* Aim of the exercise
Copy out, in full, every line of the listing below that contains the word "each".

* Records shown

=======

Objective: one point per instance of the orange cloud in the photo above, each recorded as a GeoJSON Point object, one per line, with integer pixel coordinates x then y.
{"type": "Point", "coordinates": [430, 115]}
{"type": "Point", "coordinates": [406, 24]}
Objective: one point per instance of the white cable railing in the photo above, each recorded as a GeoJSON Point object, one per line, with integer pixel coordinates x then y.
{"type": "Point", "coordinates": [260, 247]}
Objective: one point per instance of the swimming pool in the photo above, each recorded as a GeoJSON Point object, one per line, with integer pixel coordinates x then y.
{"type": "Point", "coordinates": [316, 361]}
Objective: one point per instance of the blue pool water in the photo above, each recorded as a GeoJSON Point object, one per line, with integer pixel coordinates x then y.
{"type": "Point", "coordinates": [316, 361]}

=======

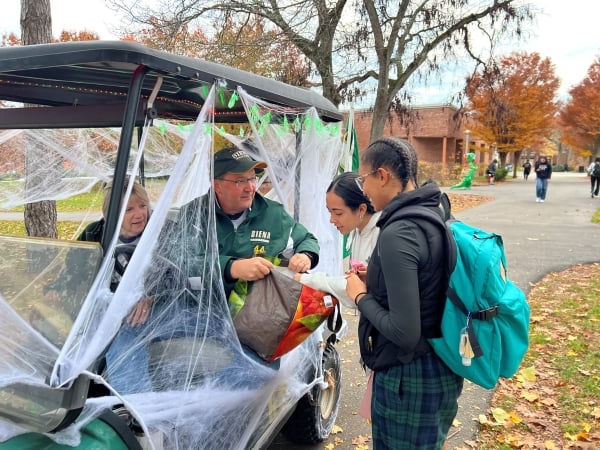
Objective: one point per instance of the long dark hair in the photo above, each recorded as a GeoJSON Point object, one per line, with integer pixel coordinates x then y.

=======

* Exercise output
Objective: one point per instance of the orange cloud in the photo above, each recorded as a GeoJSON Point object, one per line, with integer pixel coordinates x then y.
Objective: one point per instance of the white cable railing in the photo above, each recorded as a GeoJSON Point object, one per line, with integer pixel coordinates x then y.
Objective: one point per instance of the swimming pool in the photo above, each recorded as a GeoJSON Point object, one per line, with integer pixel coordinates x then y.
Objective: one point per instance of the blue pool water in the photo above, each recorded as a GeoJSON Point object, one per line, with integer pixel coordinates x then y.
Objective: one point per instance of the long dark hair in the photo above, each recorded as a GeoJSON Point object, one per line, with integer pixel coordinates x then y.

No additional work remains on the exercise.